[Opening Material for this task section]

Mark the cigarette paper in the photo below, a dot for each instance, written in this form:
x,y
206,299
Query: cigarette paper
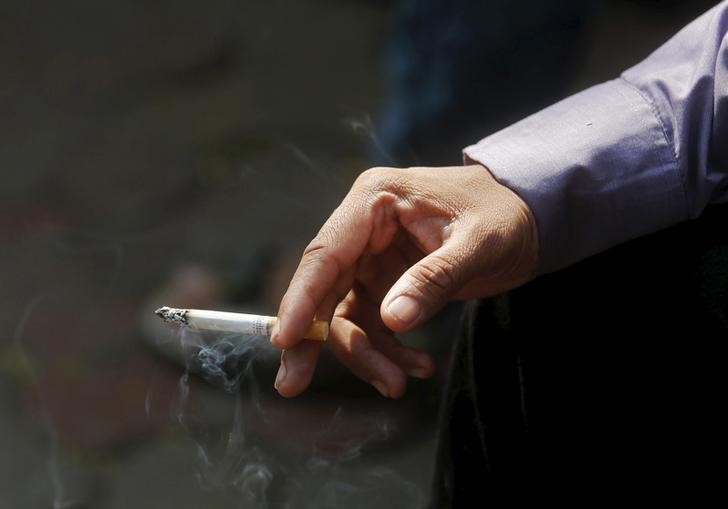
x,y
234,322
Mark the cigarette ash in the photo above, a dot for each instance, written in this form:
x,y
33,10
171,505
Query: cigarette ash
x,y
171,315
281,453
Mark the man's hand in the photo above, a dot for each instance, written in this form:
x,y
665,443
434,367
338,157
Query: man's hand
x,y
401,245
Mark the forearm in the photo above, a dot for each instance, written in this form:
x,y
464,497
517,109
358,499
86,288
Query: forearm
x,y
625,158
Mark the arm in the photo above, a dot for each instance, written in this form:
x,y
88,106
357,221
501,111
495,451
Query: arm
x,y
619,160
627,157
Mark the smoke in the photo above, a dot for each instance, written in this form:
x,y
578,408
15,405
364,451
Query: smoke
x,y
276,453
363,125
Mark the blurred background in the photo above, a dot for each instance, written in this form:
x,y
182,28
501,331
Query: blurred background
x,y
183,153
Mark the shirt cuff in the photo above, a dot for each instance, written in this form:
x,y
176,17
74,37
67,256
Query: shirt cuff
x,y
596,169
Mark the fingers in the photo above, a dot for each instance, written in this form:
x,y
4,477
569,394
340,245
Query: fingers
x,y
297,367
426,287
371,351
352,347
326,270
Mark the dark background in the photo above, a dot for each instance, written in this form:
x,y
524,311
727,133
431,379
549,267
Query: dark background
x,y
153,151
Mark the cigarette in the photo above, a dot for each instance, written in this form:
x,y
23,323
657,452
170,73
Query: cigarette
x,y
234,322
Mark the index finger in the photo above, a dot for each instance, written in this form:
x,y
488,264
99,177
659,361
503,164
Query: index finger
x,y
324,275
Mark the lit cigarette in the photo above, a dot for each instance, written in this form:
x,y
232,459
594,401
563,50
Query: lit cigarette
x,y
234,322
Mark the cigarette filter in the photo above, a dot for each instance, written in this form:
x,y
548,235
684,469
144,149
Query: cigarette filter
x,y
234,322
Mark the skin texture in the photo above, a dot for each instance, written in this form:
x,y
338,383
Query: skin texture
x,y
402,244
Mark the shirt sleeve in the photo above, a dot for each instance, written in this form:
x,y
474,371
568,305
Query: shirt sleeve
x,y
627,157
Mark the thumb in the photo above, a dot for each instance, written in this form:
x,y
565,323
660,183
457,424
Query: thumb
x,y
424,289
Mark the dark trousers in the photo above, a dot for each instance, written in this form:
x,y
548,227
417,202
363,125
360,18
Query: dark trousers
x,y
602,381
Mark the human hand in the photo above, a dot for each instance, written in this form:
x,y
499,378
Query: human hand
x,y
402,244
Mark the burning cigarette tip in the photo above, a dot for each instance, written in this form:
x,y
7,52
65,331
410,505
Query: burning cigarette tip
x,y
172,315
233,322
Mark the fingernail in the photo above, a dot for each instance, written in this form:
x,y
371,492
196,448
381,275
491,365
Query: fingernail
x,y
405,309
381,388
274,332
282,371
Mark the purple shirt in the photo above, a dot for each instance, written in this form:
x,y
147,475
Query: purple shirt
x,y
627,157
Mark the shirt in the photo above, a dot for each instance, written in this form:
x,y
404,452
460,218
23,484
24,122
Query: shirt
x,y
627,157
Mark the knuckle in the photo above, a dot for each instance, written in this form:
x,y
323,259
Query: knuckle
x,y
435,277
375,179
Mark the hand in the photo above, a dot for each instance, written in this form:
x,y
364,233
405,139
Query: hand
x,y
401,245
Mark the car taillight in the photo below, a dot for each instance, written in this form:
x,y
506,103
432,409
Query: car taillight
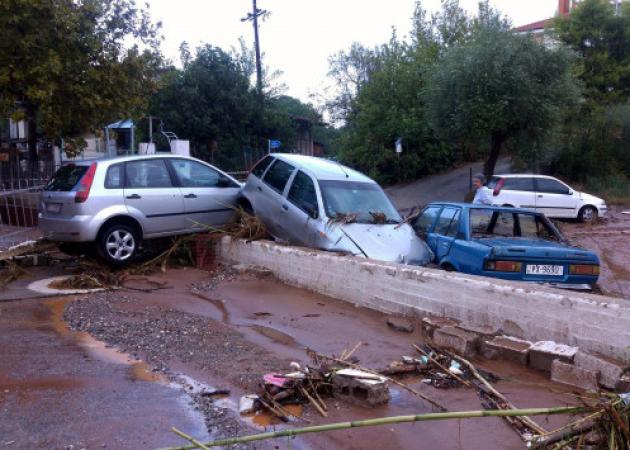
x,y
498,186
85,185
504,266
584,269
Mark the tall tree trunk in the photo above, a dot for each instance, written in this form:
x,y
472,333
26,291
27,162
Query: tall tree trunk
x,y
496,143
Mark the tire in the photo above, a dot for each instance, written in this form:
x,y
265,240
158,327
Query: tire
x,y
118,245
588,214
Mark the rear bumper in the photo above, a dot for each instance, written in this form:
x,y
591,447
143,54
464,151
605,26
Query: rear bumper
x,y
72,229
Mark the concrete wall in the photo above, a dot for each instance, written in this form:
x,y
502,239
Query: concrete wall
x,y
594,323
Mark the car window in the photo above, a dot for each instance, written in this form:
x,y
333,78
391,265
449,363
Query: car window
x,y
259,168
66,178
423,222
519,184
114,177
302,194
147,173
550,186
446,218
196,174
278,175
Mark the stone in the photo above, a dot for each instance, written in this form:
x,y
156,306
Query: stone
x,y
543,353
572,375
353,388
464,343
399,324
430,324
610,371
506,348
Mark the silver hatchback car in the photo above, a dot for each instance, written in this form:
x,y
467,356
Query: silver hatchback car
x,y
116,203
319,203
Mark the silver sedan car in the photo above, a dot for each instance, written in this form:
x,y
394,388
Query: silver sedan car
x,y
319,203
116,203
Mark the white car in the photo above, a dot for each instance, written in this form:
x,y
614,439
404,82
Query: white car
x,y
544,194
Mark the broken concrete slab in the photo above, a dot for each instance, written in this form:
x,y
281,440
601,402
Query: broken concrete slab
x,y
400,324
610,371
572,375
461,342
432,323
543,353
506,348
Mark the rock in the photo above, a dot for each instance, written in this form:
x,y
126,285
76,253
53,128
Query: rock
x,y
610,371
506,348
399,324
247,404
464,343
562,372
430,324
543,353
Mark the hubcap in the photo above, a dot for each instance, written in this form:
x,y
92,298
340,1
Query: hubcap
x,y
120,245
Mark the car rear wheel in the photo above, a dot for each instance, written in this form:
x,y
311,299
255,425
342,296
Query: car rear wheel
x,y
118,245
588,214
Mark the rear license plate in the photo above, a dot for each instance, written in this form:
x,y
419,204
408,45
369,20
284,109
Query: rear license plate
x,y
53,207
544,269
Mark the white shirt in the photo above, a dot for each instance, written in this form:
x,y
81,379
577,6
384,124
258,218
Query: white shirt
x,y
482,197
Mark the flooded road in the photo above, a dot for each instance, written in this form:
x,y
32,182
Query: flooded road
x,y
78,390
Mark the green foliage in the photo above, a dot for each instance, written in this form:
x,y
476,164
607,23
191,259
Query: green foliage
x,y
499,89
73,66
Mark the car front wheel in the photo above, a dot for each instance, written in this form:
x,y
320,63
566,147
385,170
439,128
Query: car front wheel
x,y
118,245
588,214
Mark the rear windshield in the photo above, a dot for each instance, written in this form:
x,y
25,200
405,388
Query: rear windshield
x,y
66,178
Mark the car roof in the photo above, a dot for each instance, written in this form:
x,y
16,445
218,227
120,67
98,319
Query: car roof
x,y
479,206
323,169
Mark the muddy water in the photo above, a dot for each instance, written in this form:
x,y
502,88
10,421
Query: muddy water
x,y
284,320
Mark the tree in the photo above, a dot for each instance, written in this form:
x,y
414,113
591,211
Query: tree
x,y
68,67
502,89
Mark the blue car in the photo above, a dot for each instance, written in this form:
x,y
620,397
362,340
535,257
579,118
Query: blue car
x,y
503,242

[Closing Material for this task section]
[Opening Material for this task section]

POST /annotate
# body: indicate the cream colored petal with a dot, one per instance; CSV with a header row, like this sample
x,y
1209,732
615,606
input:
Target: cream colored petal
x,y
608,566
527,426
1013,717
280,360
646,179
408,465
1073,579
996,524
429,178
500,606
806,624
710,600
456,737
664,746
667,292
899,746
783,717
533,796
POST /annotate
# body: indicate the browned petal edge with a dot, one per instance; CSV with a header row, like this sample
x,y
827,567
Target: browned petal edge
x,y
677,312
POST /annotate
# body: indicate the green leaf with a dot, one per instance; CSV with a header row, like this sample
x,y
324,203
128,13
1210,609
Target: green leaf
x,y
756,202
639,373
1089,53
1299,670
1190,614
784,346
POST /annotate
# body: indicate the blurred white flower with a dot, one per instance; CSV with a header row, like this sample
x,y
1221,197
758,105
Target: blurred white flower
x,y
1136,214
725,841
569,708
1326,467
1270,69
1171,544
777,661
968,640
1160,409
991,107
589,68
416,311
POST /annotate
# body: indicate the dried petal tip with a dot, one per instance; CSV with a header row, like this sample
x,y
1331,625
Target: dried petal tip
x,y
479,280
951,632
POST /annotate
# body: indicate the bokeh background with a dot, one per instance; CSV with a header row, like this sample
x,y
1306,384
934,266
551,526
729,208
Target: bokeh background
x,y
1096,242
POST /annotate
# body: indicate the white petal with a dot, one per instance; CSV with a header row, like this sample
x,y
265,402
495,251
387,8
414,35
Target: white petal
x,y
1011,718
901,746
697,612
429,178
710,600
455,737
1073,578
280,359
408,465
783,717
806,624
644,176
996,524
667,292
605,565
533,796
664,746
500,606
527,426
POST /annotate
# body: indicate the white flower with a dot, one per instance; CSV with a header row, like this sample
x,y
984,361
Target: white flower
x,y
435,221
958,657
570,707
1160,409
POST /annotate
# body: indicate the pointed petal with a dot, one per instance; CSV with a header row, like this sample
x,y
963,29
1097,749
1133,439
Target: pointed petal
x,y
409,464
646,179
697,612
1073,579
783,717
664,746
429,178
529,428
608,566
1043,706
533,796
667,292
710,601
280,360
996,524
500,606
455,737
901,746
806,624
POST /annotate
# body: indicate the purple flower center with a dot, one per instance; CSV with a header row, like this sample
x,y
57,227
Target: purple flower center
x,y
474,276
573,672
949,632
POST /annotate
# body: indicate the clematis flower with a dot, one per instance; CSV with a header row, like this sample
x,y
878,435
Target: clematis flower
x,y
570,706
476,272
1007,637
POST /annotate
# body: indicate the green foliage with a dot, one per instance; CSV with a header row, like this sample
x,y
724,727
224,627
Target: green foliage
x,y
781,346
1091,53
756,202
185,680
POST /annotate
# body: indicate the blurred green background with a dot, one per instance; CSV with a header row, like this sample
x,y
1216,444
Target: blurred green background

[Closing Material for this task section]
[Opening Material for this task section]

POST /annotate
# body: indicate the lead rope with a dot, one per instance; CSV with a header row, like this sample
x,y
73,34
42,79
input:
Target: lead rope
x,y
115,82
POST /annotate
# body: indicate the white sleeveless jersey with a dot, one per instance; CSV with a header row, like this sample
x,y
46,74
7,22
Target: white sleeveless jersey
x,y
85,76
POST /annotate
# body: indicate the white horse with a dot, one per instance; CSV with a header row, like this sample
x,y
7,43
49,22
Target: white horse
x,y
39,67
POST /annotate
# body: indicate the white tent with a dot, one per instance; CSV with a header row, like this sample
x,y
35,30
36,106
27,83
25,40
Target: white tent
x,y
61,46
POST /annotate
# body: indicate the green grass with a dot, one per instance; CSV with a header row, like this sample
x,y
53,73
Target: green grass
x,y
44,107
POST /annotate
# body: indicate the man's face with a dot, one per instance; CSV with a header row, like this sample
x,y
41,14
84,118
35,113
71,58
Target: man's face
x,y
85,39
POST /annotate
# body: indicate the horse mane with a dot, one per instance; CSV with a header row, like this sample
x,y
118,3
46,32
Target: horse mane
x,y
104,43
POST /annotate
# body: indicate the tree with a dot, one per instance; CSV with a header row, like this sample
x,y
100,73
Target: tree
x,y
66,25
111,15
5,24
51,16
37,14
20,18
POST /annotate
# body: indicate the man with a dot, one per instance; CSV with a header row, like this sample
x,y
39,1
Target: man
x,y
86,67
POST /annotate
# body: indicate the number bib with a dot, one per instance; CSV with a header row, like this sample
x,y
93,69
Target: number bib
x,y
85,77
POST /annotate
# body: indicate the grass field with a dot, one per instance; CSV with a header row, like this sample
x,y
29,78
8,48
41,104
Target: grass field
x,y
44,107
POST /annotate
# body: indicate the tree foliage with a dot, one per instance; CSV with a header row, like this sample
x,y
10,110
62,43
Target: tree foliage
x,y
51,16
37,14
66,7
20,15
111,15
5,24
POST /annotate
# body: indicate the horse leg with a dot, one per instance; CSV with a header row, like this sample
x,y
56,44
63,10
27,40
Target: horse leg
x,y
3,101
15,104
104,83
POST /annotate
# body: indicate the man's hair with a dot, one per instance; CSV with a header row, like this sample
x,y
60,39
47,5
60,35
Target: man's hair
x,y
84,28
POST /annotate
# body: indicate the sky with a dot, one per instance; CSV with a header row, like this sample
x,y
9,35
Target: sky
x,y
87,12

[Closing Material for this task section]

Count the lines above that include the string "below". Write only the number.

**Your response**
2